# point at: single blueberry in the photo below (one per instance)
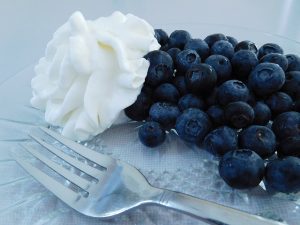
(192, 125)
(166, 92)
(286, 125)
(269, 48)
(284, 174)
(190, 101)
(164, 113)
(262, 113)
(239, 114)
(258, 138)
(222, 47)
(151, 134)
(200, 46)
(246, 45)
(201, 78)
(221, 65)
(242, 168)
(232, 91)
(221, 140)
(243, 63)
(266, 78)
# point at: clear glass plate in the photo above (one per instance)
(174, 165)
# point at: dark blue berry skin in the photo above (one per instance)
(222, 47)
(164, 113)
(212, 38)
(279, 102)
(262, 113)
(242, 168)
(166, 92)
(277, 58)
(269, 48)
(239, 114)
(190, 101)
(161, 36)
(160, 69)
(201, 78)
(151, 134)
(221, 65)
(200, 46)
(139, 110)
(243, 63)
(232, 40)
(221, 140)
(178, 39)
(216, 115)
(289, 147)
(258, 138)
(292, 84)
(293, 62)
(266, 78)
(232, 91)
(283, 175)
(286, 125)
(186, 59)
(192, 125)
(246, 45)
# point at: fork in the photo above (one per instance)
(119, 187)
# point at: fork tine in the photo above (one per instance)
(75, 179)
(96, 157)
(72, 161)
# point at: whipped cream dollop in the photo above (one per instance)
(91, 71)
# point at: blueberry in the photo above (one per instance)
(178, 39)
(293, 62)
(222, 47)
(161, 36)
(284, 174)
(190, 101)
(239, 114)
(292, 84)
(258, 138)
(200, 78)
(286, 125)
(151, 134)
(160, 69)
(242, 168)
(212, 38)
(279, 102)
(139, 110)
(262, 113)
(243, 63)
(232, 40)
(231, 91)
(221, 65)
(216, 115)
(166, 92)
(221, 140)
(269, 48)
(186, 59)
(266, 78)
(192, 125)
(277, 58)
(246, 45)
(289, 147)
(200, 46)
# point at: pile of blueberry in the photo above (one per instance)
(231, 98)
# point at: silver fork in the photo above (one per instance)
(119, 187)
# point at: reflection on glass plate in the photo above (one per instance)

---

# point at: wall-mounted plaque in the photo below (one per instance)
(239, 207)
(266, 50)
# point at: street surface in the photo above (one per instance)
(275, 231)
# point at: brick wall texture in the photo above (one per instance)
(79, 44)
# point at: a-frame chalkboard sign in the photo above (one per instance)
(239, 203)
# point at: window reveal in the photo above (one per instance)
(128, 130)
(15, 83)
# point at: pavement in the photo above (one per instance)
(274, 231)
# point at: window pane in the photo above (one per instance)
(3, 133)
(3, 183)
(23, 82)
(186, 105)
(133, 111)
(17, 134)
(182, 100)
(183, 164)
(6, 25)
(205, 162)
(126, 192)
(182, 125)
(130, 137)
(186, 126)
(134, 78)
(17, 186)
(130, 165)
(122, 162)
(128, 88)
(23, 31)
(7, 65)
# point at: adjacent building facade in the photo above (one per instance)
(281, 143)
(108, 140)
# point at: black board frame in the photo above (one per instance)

◆ **YOUR TASK**:
The reply should hold the entries above from the line with "# point at: single" to the line with "# point at: reflection", duplicated exactly, pictures excluded.

◆ **RESPONSE TO THIS EXERCISE**:
# point at: single blueberry in the photo below (one per instance)
(192, 125)
(166, 92)
(286, 125)
(269, 48)
(284, 174)
(190, 101)
(164, 113)
(262, 113)
(239, 114)
(258, 138)
(222, 47)
(151, 134)
(200, 46)
(246, 45)
(201, 78)
(221, 65)
(242, 168)
(232, 91)
(221, 140)
(243, 63)
(266, 78)
# point at: clear glass plate in the photo above (one per instance)
(174, 165)
# point at: dark blue berry skin in the photo above (one per instance)
(222, 47)
(164, 113)
(212, 38)
(279, 102)
(262, 113)
(242, 168)
(166, 92)
(277, 58)
(269, 48)
(239, 114)
(190, 101)
(161, 36)
(160, 69)
(201, 78)
(151, 134)
(221, 65)
(200, 46)
(139, 110)
(243, 63)
(232, 40)
(221, 140)
(178, 39)
(216, 115)
(289, 147)
(258, 138)
(292, 84)
(293, 62)
(266, 78)
(232, 91)
(283, 175)
(286, 125)
(186, 59)
(192, 125)
(246, 45)
# point at: fork in the photo above (one per instance)
(119, 187)
# point at: fork tine in the photo above (one per instance)
(75, 179)
(96, 157)
(72, 161)
# point at: whipped cream dollop in the photo above (one per instance)
(91, 71)
# point at: blueberry in the photo above (one per instance)
(178, 39)
(293, 62)
(222, 47)
(161, 36)
(284, 174)
(190, 101)
(239, 114)
(292, 84)
(258, 138)
(200, 78)
(286, 125)
(151, 134)
(160, 69)
(242, 168)
(212, 38)
(279, 102)
(139, 110)
(262, 113)
(243, 63)
(232, 40)
(231, 91)
(221, 65)
(216, 115)
(166, 92)
(221, 140)
(269, 48)
(186, 59)
(266, 78)
(192, 125)
(277, 58)
(246, 45)
(289, 147)
(200, 46)
# point at: pile of blueberry in the photo above (one per instance)
(231, 98)
# point at: silver fork in the photo above (one per instance)
(119, 187)
# point at: reflection on glass plate in the photo above (one per instance)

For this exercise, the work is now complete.